Quand les projecteurs s’éteignent, un autre film commence. Celui des soirées privées, des discussions à huis clos, des verres levés entre plusieurs langues, où les idées se testent, les projets prennent forme, et parfois, de grands films naissent en silence.
On pense souvent que Cannes se calme après la dernière projection, que les robes sont rangées et que tout se termine dans les articles du lendemain. Mais c’est mal connaître le vrai rythme de la Croisette. Car après 20h, une autre ambiance commence. Un cinéma sans écran, oui, mais où tout peut commencer.
Ce cinéma parallèle a ses propres lieux. Ce sont les rooftops confidentiels, les plages privatisées, les salons d’hôtels feutrés. Il ne s’agit pas seulement de mondanités, mais d’un espace calme où se préparent les films de demain. Dans ces moments, les projets naissent, les idées se croisent, et parfois, les personnalités se révèlent.
À l’hôtel Majestic, une terrasse surplombe la baie. Un cinéaste japonais y échange avec un jeune producteur libanais, pendant qu’à quelques tables, une actrice écoute un agent américain lui parler du rôle «à ne pas rater». Rien n’est signé, tout est suggéré. Le cinéma ici, c’est une matière souple, modelée entre deux coupes de champagne.

> **DONNÉES**:

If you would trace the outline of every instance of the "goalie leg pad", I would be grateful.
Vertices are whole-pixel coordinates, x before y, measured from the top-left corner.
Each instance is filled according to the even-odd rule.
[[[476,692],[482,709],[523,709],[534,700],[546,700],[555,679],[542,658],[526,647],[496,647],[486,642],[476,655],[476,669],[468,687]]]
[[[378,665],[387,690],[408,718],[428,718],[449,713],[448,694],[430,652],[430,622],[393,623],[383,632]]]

> **PETIT EXERCICE 1**: Extrayez du texte sur les soirées de Cannes le passage qui va de « À l’hôtel Majestic, une » jusqu'à « coupes de champagne. » inclus.
> **PETIT EXERCICE 2**: Résumez en deux phrases le texte sur les soirées de Cannes.

> **RÉSULTAT FINAL 1**:
À l’hôtel Majestic, une terrasse surplombe la baie. Un cinéaste japonais y échange avec un jeune producteur libanais, pendant qu’à quelques tables, une actrice écoute un agent américain lui parler du rôle «à ne pas rater». Rien n’est signé, tout est suggéré. Le cinéma ici, c’est une matière souple, modelée entre deux coupes de champagne.

> **RÉSULTAT FINAL 2**: Cannes ne se calme pas après la dernière projection : dans des rooftops, des plages privatisées et des salons d'hôtels, les soirées privées deviennent un lieu où les idées se croisent et où se préparent les films de demain. Sur une terrasse de l'hôtel Majestic, un cinéaste japonais parle avec un jeune producteur libanais et un agent américain parle d'un rôle à une actrice, mais rien n'est signé.